Source excerpt →
# # # #

Below is a summary of the principal requirements, deadlines and exemptions under the rules, followed by our thoughts on implications for covered entities.

By August 28, 2017

  • Maintain a cybersecurity program designed to protect the confidentiality, integrity and availability of the entity’s information systems.
  • Implement a detailed cybersecurity policy.
  • Designate a Chief Information Security Officer (CISO).
  • Implement user access controls for the entity’s systems and nonpublic information.
  • Employ qualified cybersecurity personnel (employees or service providers) sufficient to manage the entity’s cybersecurity program and risks.
  • Establish an incident response plan to respond to breaches or attempted breaches of the entity’s information systems and notify DFS no later than 72 hours from determination that such an event would (a) require notice to a government body, self-regulatory agency or supervisory body or (b) be reasonably likely to materially harm any material part of the entity’s normal operations.

# # # #

Data lines →
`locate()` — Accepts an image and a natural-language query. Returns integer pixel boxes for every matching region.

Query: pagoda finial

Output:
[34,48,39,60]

# # # #

Directions → Please write out the cybersecurity rules summary again from "Below is a summary" up to and including "program and risks.", switching "Chief Information Security Officer" to "Head of Information Security".

The reply →
Below is a summary of the principal requirements, deadlines and exemptions under the rules, followed by our thoughts on implications for covered entities.

By August 28, 2017

  • Maintain a cybersecurity program designed to protect the confidentiality, integrity and availability of the entity’s information systems.
  • Implement a detailed cybersecurity policy.
  • Designate a Head of Information Security (CISO).
  • Implement user access controls for the entity’s systems and nonpublic information.
  • Employ qualified cybersecurity personnel (employees or service providers) sufficient to manage the entity’s cybersecurity program and risks.